Activity ▸ Output only the line that contains "Give one point for each instance of the car" and the lines after it, all verbatim, through the last one below.

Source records
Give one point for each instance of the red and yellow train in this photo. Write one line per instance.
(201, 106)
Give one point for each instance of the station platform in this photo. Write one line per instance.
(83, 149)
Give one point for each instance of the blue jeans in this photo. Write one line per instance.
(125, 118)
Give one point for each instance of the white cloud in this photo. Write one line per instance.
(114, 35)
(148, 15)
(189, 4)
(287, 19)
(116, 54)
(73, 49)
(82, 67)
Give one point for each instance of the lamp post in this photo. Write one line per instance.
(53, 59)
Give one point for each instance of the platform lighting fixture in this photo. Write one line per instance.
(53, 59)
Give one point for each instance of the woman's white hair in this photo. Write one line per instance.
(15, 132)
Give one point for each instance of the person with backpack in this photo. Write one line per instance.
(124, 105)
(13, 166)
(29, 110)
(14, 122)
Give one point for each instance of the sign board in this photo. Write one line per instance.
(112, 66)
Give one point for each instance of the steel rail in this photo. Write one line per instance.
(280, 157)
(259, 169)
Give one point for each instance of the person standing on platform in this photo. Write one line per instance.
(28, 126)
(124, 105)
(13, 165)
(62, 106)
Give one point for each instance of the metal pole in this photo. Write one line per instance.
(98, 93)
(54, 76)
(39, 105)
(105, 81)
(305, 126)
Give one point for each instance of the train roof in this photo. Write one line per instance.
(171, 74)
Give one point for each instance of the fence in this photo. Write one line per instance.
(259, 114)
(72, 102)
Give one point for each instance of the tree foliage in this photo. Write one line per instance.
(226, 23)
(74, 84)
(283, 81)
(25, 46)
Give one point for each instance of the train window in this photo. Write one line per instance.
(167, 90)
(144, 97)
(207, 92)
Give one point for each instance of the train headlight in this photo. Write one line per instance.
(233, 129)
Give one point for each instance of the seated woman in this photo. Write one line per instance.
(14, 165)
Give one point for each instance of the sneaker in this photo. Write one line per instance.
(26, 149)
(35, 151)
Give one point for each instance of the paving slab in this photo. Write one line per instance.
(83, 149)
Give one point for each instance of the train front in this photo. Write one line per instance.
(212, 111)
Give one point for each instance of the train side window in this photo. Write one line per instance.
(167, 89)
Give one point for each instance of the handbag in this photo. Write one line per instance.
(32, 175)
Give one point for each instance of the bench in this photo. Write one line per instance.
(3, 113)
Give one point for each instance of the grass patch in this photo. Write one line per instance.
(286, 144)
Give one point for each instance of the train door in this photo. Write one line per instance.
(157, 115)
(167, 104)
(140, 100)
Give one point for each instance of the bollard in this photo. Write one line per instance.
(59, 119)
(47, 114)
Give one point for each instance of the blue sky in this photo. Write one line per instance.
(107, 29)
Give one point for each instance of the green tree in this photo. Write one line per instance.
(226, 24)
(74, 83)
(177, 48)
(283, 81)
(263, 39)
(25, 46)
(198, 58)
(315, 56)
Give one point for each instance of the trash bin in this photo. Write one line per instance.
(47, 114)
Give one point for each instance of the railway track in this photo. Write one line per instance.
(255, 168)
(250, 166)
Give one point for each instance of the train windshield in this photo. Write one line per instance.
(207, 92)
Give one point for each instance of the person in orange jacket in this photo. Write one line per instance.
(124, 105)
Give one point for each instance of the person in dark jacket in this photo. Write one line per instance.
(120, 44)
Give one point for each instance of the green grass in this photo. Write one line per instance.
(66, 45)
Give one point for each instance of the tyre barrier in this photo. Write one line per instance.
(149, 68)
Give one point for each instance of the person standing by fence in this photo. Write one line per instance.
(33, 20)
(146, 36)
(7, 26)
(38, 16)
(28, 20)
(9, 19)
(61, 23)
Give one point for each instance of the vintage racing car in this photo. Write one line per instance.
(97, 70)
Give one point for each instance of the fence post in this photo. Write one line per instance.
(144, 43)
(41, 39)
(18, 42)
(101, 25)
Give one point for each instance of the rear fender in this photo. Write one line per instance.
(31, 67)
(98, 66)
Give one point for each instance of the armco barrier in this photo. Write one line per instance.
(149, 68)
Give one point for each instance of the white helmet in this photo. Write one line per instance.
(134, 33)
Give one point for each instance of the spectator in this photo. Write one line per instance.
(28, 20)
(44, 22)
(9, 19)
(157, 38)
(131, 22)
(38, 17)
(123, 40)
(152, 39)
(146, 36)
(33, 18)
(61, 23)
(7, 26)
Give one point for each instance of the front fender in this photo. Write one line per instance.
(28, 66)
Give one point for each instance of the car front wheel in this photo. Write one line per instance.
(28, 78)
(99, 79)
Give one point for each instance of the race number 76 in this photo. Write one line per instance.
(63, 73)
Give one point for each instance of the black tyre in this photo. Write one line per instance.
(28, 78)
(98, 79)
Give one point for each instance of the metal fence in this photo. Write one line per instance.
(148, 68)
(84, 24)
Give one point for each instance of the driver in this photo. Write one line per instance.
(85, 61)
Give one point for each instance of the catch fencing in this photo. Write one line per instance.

Answer to this problem ▸
Give one point for each instance of the car front wheel in this photo. Write one line per instance.
(28, 78)
(99, 79)
Give one point for each instance of the race number 76 in this photo. Write one line per instance.
(63, 73)
Give one point for each instance of the black tyre in this photo. Write one line per instance.
(28, 78)
(98, 79)
Give one point for each instance of the metal fence in this photo. Write one line per instance.
(148, 68)
(84, 24)
Give one point for each instance of the driver in this photo. Write one line per instance.
(85, 61)
Give one point for each instance of the catch fencing in this photo. Write one line per instance.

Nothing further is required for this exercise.